Задание 1 — Извлеките из листинга ниже все строки, где встречается слово «plant». Регистр букв учитывается.

Фрагмент текста —
::::
Мережковский Д. С


Мережковский Д. С М. Ю. Лермонтов — поэт сверхчеловечества

Пушкин — дневное, Лермонтов — ночное светило русской поэзии. Вся она между ними колеблется, как между двумя полюсами — созерцанием и действием.

«Смирись, гордый человек!» — воскликнул Достоевский в своей пушкинской речи. Но с полной ясностью не сумел определить, чем истинное Христово смирение сынов Божиих отличается от мнимо-христианского рабьего смирения. Кажется, чего другого, а смирения всяческого — и доброго и злого — в России довольно.

Смирению учила нас русская природа — холод и голод — русская история: византийские монахи и татарские ханы, московские цари и петербургские императоры. Смирял нас Петр, смирял Бирон, смирял Аракчеев, смирял Николай I; ныне смиряют карательные экспедиции и ежедневные смертные казни.

Забунтовал Гоголь — написал первую часть «Мертвых душ» и смирился — сжег вторую, благословил крепостное право. Забунтовал Достоевский, пошел на каторгу — и вернулся проповедником смирения. Забунтовал Л. Толстой, начал с анархической синицы, собиравшейся море зажечь, и смирился — кончил непротивлением злу, проклятием русской революции.

Где же, где, наконец, в России тот «гордый человек», которому надо смириться? Хочется иногда ответить на этот вечный призыв к смирению: докуда же еще смиряться?

И вот один-единственный человек в русской литературе, до конца не смирившийся, — Лермонтов.
::::
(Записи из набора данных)
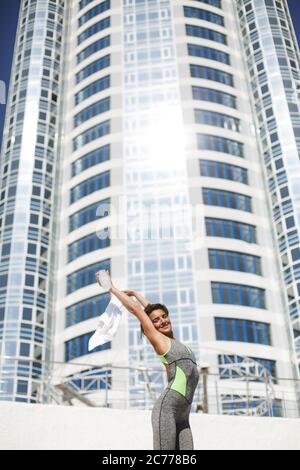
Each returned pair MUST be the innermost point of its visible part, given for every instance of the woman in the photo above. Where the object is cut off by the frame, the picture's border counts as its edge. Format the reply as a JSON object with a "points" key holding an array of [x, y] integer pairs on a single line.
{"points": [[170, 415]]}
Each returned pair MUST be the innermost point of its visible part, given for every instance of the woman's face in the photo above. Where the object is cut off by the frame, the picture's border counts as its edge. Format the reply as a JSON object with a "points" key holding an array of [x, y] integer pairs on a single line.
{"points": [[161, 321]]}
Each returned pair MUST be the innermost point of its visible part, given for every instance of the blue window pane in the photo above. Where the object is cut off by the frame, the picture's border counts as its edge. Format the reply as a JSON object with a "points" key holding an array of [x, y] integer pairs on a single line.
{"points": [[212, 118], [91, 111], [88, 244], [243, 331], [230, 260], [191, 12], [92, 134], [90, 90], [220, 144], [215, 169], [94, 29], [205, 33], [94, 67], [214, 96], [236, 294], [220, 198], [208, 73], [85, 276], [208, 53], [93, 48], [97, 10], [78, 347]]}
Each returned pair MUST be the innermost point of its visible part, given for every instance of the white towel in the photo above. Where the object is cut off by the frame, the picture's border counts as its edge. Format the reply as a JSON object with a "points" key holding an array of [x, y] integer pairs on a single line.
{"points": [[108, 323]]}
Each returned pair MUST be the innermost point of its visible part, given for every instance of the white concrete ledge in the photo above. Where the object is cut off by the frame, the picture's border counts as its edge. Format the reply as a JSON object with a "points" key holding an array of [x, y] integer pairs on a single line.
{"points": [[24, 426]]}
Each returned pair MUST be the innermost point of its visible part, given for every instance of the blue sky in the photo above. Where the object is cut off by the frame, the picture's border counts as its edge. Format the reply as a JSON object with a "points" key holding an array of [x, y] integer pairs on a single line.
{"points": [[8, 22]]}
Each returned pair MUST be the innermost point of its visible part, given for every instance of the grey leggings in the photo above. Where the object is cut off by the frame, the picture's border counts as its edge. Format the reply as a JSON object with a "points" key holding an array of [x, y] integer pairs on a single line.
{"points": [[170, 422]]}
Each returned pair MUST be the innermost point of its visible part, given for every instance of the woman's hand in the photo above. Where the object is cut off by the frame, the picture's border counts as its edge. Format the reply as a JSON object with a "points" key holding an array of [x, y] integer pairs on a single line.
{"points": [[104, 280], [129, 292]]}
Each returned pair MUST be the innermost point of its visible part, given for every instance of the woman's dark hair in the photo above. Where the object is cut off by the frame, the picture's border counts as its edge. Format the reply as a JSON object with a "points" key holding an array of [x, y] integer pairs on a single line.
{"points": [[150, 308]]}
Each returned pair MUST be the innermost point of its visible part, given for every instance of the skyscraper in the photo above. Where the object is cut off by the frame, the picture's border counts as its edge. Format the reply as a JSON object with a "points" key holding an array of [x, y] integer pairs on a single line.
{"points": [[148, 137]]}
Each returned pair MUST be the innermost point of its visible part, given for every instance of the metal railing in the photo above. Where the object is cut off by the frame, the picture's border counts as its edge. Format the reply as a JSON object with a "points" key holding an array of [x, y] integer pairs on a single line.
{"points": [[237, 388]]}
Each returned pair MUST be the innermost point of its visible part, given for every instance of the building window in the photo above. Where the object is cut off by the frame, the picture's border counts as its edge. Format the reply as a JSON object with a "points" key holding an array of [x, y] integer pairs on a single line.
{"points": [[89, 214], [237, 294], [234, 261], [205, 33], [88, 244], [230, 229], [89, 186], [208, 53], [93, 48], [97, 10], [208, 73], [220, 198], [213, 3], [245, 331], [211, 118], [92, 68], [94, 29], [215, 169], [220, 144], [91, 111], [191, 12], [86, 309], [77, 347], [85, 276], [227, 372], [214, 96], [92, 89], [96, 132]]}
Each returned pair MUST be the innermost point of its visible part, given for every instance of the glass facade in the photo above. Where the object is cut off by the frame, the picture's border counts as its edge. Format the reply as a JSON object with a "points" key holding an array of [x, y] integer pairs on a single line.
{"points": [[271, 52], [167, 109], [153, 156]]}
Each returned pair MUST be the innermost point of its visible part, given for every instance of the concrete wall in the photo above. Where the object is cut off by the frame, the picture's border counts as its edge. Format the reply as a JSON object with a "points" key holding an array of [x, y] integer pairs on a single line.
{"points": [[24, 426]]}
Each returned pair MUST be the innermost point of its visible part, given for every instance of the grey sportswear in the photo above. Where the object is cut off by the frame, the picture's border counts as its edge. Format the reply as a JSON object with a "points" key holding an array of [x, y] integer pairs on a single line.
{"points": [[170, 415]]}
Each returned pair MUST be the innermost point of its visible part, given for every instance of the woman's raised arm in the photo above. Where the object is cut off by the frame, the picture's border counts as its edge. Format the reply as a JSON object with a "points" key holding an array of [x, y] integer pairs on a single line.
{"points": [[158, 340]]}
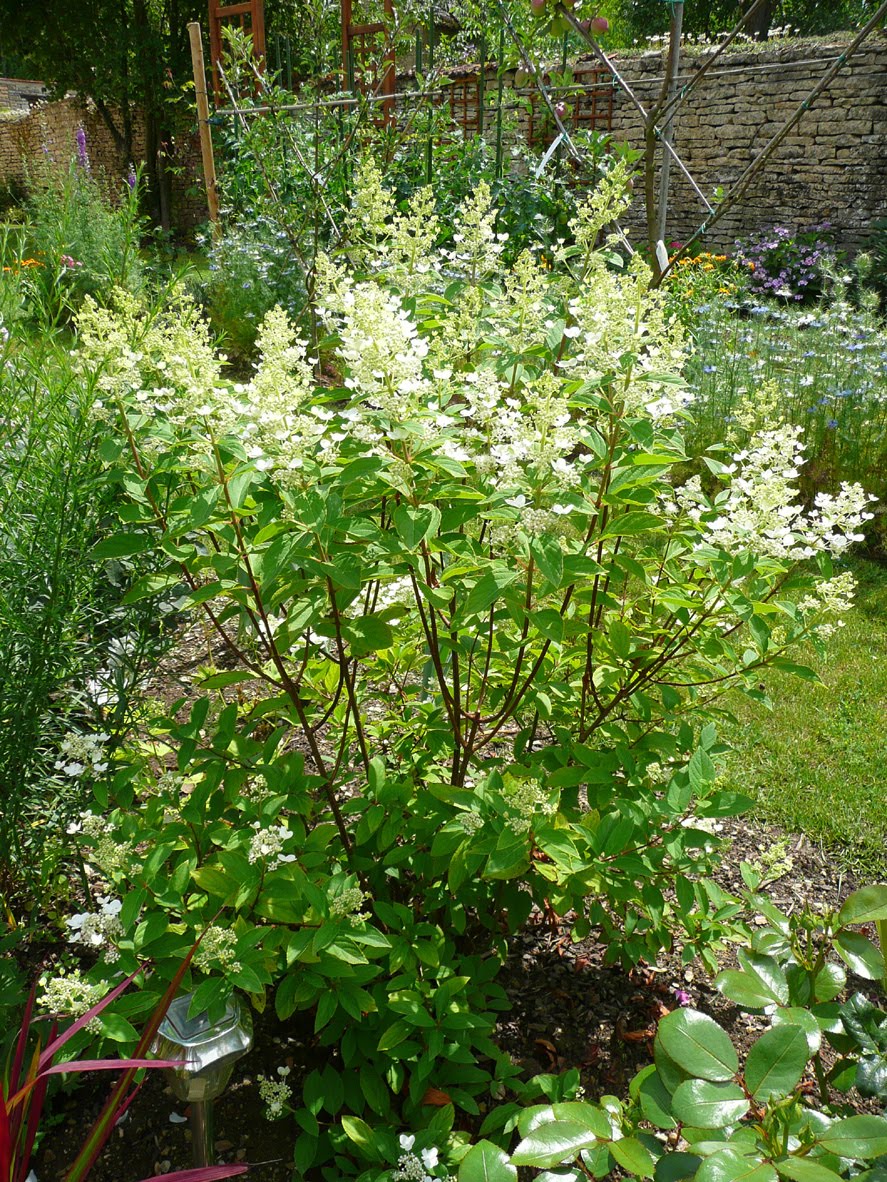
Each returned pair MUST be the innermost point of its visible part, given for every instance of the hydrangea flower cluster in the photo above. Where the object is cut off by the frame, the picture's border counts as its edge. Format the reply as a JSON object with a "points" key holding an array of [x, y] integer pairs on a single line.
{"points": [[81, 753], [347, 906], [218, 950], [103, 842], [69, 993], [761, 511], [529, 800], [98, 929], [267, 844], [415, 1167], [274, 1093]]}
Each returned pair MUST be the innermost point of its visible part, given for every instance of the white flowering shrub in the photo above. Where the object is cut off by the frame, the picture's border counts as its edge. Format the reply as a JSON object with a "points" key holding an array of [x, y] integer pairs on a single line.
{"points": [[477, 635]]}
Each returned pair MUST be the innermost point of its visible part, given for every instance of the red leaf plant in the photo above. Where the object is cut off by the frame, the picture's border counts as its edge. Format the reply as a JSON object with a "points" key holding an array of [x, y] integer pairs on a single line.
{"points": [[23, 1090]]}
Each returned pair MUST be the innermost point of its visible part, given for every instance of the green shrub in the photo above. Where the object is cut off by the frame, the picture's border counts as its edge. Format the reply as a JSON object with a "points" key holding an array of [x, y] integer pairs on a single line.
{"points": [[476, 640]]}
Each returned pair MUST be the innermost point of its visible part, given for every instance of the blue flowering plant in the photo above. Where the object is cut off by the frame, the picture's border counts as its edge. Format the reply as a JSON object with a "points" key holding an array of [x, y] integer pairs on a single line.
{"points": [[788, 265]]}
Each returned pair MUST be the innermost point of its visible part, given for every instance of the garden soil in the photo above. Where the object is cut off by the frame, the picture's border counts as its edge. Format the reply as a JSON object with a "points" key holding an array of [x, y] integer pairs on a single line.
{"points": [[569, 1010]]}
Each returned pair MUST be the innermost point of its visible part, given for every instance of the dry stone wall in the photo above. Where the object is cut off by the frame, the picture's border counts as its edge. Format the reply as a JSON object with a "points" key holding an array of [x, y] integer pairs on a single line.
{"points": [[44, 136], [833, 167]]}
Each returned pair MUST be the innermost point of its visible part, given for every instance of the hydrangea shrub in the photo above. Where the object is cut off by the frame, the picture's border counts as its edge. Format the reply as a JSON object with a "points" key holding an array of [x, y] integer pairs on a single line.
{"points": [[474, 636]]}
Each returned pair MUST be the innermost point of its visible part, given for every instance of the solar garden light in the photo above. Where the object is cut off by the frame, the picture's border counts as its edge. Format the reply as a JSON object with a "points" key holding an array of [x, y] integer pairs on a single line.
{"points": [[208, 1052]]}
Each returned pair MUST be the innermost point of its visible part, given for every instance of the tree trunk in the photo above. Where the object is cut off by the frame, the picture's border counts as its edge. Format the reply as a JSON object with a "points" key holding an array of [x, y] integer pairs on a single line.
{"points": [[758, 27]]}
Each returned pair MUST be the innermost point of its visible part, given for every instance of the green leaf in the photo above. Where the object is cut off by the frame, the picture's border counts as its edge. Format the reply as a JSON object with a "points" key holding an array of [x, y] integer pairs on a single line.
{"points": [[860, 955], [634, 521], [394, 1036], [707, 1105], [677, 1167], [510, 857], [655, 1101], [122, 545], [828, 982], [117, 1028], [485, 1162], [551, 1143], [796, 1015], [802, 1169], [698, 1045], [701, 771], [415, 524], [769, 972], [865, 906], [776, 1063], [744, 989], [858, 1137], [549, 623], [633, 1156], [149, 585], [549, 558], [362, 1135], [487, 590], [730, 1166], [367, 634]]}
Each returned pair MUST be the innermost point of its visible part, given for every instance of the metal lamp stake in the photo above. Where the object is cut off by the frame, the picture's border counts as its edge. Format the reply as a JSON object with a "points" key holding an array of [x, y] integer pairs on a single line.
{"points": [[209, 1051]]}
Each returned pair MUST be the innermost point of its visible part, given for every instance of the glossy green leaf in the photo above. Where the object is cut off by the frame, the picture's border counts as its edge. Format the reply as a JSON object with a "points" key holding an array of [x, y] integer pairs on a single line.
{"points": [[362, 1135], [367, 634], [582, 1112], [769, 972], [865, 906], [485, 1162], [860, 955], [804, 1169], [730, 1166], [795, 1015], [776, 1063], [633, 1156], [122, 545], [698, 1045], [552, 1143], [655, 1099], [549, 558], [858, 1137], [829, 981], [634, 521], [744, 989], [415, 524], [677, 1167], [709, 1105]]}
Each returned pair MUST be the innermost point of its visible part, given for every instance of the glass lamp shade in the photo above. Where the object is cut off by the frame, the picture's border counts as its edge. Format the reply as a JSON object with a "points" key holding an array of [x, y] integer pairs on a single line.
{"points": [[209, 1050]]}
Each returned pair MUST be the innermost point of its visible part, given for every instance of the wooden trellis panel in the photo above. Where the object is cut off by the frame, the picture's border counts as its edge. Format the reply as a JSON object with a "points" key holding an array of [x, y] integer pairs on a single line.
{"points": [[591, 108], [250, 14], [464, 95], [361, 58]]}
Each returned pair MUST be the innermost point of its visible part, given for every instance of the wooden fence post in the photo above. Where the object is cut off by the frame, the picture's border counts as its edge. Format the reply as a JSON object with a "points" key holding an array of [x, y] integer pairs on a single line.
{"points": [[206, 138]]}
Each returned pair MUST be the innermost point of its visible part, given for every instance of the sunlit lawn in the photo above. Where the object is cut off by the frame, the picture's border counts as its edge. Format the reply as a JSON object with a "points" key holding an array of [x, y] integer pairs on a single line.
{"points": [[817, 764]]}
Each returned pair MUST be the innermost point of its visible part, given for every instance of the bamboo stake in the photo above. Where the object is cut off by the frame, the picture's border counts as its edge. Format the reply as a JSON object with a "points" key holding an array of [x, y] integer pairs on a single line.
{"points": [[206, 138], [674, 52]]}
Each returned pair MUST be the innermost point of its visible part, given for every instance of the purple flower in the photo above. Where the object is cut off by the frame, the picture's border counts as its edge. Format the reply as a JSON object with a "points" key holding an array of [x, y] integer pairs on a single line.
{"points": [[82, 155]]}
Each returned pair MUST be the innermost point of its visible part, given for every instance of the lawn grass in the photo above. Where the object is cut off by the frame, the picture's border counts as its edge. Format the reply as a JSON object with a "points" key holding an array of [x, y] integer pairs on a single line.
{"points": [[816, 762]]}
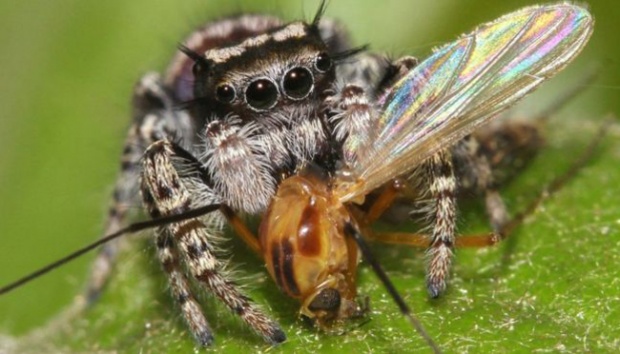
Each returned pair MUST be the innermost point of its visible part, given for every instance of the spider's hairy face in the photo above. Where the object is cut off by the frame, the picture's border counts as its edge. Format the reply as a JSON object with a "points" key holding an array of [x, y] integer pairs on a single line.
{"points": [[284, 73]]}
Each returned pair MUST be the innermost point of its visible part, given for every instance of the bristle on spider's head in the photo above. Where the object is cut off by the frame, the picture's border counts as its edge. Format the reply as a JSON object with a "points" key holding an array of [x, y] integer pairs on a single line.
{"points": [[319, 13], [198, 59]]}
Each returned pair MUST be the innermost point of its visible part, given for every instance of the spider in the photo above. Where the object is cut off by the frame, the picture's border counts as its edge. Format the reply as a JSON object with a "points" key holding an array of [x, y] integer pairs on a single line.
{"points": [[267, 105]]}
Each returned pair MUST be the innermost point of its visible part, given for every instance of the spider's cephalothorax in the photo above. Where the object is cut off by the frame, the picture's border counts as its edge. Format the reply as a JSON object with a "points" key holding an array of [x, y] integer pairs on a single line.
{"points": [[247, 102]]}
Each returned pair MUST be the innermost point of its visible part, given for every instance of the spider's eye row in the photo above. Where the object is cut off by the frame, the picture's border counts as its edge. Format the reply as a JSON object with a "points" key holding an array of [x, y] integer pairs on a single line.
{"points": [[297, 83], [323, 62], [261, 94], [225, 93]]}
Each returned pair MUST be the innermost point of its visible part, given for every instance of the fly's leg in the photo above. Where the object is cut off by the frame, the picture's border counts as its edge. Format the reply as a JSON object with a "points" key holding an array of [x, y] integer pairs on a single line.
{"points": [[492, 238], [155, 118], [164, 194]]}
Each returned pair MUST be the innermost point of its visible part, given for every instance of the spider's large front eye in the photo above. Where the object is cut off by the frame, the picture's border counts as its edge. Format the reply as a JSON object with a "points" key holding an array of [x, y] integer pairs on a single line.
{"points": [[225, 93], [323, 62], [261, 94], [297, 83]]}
::::
Задание 2 — Дословно перепишите отрывок из статьи о Лермонтове, начиная со слов «Пушкин — дневное, Лермонтов» и продолжая до слов «ежедневные смертные казни.» включительно.

Ответ 1 —
Each returned pair MUST be the innermost point of its visible part, given for every instance of the red leaf plant in the photo above. Where the object is cut off by the frame, the picture's border counts as its edge. Format the reply as a JSON object with a "points" key holding an array of [x, y] integer pairs on a single line.
Each returned pair MUST be the innermost point of its visible part, given for every instance of the blue flowering plant in the photo above. Where the object is cut off by the frame, the picture's border counts as its edge. Format the reply as a JSON object with a "points" key holding an array of [x, y] integer pairs on a single line.

Ответ 2 —
Пушкин — дневное, Лермонтов — ночное светило русской поэзии. Вся она между ними колеблется, как между двумя полюсами — созерцанием и действием.

«Смирись, гордый человек!» — воскликнул Достоевский в своей пушкинской речи. Но с полной ясностью не сумел определить, чем истинное Христово смирение сынов Божиих отличается от мнимо-христианского рабьего смирения. Кажется, чего другого, а смирения всяческого — и доброго и злого — в России довольно.

Смирению учила нас русская природа — холод и голод — русская история: византийские монахи и татарские ханы, московские цари и петербургские императоры. Смирял нас Петр, смирял Бирон, смирял Аракчеев, смирял Николай I; ныне смиряют карательные экспедиции и ежедневные смертные казни.